TASK DIRECTIONS
Write out the rows below exactly, from the beginning of the records through the line that contains "box: [29, 76, 577, 182]", with both ends included.

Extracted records
········
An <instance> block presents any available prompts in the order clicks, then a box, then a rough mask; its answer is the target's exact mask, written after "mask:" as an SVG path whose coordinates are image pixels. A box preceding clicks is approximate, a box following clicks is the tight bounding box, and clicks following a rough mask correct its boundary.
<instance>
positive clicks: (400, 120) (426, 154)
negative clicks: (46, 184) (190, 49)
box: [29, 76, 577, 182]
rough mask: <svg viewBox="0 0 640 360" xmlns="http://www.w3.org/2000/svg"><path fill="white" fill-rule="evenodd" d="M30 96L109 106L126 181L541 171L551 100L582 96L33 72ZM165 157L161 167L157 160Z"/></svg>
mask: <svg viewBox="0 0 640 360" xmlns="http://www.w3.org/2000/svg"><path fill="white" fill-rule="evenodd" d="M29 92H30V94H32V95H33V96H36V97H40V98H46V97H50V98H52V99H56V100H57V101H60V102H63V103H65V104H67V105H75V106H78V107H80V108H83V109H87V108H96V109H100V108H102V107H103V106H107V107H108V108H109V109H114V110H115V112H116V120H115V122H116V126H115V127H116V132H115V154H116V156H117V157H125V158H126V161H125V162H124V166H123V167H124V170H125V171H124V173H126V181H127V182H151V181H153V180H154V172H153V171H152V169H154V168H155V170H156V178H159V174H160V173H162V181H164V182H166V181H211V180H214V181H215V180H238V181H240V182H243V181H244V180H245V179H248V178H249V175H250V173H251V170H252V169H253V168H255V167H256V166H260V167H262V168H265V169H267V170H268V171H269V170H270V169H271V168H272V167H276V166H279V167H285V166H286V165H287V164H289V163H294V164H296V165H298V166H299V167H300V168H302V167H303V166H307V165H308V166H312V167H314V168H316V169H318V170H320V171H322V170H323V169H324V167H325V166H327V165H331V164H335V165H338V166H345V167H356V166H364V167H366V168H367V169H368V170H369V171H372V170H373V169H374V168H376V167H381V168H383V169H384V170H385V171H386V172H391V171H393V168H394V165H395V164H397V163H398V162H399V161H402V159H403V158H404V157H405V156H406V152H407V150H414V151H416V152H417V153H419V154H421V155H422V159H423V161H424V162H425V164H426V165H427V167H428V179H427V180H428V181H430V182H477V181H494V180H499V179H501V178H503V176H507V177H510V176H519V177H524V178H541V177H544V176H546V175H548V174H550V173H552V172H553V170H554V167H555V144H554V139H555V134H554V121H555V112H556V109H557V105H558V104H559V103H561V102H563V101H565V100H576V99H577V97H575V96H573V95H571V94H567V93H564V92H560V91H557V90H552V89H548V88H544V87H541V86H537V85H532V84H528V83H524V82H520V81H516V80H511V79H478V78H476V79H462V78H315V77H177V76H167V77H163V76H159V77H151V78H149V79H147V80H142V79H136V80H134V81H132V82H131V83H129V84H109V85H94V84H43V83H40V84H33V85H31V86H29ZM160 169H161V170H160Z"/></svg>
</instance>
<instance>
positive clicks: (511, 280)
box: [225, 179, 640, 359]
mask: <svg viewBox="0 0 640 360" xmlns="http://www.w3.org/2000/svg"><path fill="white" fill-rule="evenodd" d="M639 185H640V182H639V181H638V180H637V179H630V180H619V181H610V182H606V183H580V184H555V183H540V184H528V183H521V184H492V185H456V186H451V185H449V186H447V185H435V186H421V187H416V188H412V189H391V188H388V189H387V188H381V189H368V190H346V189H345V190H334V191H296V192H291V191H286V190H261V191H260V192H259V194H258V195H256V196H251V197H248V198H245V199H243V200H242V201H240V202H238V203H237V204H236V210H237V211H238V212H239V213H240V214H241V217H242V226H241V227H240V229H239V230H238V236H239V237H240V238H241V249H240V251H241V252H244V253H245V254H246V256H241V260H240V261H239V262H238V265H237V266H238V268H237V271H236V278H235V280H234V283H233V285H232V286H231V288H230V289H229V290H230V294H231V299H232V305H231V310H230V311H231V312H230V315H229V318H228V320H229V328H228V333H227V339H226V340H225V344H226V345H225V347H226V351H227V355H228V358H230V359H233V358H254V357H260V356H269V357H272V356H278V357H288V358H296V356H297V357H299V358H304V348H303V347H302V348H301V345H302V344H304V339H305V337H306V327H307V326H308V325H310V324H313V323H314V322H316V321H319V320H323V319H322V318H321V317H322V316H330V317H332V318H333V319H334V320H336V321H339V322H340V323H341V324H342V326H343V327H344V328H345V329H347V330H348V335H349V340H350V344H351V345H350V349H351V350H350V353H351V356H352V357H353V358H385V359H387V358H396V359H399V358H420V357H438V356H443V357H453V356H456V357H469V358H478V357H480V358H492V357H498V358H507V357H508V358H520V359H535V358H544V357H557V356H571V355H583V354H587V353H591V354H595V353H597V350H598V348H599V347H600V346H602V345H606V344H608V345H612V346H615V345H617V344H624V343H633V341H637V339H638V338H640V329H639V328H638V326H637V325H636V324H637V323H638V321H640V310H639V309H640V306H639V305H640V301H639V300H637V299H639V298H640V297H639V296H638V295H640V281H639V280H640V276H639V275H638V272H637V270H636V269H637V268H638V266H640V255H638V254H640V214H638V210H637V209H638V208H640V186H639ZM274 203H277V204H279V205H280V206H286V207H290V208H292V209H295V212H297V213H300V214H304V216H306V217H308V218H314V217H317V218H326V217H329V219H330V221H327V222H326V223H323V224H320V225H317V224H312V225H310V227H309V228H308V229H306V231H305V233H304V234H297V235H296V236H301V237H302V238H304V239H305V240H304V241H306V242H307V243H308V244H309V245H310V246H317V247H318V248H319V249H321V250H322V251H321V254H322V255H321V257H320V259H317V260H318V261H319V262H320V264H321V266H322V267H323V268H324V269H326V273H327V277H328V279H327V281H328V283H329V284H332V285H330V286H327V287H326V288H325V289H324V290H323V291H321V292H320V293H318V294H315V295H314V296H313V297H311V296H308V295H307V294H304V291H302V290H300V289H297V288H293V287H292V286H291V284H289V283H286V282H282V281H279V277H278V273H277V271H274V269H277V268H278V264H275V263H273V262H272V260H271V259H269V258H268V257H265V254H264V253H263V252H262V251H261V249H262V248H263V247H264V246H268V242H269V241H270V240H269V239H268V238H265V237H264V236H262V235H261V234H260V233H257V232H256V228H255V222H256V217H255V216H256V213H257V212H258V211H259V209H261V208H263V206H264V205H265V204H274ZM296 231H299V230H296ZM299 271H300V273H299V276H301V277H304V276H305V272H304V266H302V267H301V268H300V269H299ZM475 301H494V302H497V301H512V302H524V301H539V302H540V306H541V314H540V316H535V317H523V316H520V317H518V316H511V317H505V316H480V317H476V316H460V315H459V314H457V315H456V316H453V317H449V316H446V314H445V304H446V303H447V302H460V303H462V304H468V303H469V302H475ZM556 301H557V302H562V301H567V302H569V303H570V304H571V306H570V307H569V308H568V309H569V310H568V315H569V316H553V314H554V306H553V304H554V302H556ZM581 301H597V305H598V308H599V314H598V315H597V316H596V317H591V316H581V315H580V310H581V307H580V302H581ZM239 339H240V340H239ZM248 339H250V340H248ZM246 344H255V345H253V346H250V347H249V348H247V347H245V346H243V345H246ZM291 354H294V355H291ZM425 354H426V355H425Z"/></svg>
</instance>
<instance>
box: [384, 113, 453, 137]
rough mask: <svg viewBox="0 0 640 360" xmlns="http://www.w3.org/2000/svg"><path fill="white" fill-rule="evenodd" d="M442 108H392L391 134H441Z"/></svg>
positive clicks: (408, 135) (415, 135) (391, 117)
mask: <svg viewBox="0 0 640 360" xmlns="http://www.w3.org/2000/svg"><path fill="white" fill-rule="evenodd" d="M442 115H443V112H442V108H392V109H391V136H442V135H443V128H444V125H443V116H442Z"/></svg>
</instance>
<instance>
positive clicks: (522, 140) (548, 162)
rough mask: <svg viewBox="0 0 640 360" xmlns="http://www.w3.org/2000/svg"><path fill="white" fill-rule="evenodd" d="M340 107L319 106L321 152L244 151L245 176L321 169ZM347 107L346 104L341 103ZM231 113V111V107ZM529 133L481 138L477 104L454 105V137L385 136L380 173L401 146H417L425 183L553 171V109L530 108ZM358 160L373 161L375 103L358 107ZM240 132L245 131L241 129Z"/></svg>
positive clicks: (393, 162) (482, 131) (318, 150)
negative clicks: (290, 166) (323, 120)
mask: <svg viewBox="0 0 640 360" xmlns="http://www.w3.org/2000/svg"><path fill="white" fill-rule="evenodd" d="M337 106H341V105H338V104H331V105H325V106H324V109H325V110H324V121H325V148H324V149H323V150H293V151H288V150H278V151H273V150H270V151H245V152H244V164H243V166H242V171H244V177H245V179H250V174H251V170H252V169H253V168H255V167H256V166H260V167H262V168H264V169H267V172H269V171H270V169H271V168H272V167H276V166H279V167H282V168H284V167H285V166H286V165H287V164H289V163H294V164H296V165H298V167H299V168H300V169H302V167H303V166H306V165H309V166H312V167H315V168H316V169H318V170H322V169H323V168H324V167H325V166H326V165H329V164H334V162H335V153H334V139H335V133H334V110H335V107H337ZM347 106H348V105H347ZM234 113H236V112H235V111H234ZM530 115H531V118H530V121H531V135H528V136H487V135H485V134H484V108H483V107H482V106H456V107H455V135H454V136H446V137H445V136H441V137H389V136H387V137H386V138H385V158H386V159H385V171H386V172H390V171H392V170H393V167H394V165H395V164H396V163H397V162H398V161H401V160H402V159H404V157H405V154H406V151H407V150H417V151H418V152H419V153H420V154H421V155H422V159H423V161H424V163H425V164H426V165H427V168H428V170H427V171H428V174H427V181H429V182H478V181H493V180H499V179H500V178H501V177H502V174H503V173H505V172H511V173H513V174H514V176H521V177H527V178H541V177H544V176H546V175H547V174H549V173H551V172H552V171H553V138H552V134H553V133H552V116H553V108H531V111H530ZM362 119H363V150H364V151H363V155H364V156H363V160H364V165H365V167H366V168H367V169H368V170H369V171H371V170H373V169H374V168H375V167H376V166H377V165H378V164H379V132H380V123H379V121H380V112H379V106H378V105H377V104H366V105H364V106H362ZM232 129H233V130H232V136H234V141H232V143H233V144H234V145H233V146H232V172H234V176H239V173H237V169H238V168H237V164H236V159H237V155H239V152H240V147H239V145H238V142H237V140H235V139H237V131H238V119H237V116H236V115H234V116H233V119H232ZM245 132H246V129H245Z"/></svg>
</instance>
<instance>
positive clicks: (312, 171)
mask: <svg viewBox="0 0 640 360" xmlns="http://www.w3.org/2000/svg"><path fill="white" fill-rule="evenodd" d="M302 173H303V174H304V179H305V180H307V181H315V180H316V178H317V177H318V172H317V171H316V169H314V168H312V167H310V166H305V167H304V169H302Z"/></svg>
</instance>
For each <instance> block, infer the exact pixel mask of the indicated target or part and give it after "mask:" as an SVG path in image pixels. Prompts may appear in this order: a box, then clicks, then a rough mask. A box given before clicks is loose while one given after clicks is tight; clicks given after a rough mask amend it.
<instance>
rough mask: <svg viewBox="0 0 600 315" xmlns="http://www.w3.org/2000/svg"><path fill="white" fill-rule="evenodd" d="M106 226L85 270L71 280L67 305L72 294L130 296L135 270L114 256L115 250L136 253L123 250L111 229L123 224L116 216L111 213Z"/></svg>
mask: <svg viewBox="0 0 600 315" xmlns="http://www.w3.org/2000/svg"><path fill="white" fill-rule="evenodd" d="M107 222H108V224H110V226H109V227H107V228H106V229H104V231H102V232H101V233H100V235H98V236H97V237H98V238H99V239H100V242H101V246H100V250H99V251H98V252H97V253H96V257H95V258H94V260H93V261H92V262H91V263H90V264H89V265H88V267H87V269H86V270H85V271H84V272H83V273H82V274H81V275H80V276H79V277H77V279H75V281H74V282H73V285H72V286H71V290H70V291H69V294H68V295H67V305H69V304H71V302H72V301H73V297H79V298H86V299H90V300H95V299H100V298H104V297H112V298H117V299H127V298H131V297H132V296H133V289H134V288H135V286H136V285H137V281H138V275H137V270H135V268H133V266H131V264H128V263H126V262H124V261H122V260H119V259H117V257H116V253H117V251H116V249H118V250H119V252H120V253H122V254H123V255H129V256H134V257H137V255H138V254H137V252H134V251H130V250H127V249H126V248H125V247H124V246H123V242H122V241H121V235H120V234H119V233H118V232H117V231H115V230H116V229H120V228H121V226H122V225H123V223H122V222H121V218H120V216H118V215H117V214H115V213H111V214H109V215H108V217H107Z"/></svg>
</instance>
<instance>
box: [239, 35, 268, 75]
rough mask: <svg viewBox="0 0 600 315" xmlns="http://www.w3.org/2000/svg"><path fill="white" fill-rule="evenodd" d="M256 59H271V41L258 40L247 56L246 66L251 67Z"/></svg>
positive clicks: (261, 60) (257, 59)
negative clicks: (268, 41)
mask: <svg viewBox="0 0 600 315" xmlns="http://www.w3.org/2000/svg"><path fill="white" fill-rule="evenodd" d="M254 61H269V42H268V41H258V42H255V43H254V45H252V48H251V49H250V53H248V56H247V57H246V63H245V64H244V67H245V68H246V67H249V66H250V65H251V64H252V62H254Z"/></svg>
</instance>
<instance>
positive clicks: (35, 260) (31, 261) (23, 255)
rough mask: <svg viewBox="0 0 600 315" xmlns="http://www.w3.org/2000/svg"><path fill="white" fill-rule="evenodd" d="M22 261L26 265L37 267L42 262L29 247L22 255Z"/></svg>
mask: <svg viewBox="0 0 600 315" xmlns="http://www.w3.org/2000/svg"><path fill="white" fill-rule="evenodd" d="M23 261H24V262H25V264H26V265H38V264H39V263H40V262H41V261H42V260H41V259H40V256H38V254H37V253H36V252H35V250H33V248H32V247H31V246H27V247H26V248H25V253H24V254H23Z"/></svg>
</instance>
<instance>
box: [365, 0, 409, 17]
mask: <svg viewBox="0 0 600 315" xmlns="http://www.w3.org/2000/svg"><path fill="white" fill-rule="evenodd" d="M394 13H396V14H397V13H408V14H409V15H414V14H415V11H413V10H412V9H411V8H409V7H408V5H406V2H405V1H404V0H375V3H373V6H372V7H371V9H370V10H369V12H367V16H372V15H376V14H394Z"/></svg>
········
REPLY
An <instance> block presents any available prompts in the order clicks, then a box, then a rough mask; its answer is the target's exact mask, written after "mask:" as an SVG path whose coordinates are image pixels. A box preceding clicks is approximate, a box following clicks is the tight bounding box, and clicks following a rough mask correct its boundary.
<instance>
positive clicks: (400, 120) (426, 154)
negative clicks: (46, 184) (190, 49)
box: [29, 76, 577, 182]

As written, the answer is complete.